◆ JOB
Answer these questions using the Shanty Run text below:
(a) What is the average flow of the stream in US gallons per minute?
(b) According to the Pennsylvania Department of Environmental Protection, what is the stream impaired by?
(c) In which direction does the stream flow first after it begins?

◆ TEXT EXTRACT
Physical characteristics
- • location: Davidson Township, Sullivan County, Pennsylvania
- • elevation: 2,380 to 2,400 feet (730 to 730 m)
- • location: Quinn Run in Davidson Township, Sullivan County, Pennsylvania
- • elevation: 1,627 ft (496 m)
- Length: 1.4 mi (2.3 km)
- Basin size: 0.67 mi^{2} (1.7 km^{2})
- • average: 472 US gallons per minute (0.0298 m^{3}/s)

Basin features
- Progression: Quinn Run → Heberly Run → East Branch Fishing Creek → Fishing Creek (North Branch Susquehanna River) → Susquehanna River → Chesapeake Bay

= Shanty Run =

Shanty Run is a tributary of Quinn Run in Sullivan County, Pennsylvania, in the United States. It is approximately 1.4 mi long and flows through Davidson Township. The watershed of the stream has an area of 0.67 sqmi. The stream is acidic and is considered by the Pennsylvania Department of Environmental Protection to be impaired by atmospheric deposition. Rock formations in the watershed include the Huntley Mountain Formation and the Burgoon Sandstone. Soils in the watershed include the Deep-Wellsboro-Oquaga, Oquaga, and Norwich soil associations.

==Course==
Shanty Run begins in Davidson Township. It flows east for a short distance before turning south. It then turns south-southwest and enters a steep valley. At the end of the valley, the stream reaches its confluence with Quinn Run.

◆ Pointing records
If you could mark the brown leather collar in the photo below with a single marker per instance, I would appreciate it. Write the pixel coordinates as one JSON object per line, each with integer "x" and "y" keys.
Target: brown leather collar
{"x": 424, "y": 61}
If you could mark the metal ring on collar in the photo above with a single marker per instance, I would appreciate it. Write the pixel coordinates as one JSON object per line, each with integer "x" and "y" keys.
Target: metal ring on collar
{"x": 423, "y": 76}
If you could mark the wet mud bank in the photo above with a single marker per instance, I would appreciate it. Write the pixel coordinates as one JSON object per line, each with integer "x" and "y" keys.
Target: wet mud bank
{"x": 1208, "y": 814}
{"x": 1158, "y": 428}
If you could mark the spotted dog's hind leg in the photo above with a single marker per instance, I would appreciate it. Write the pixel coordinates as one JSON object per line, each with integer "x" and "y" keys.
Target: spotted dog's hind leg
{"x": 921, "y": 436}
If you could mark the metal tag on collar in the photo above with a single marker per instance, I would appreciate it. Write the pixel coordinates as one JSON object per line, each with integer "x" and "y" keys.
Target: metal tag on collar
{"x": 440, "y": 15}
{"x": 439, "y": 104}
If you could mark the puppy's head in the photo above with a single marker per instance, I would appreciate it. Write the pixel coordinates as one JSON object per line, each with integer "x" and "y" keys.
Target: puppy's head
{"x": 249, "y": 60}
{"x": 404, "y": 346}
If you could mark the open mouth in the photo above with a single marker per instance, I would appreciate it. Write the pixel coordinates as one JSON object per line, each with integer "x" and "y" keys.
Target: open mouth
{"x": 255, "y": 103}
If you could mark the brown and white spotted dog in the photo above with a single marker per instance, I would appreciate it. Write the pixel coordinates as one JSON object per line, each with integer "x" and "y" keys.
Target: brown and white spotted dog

◆ FINISHED EXERCISE
(a) 472 US gallons per minute
(b) Atmospheric deposition
(c) East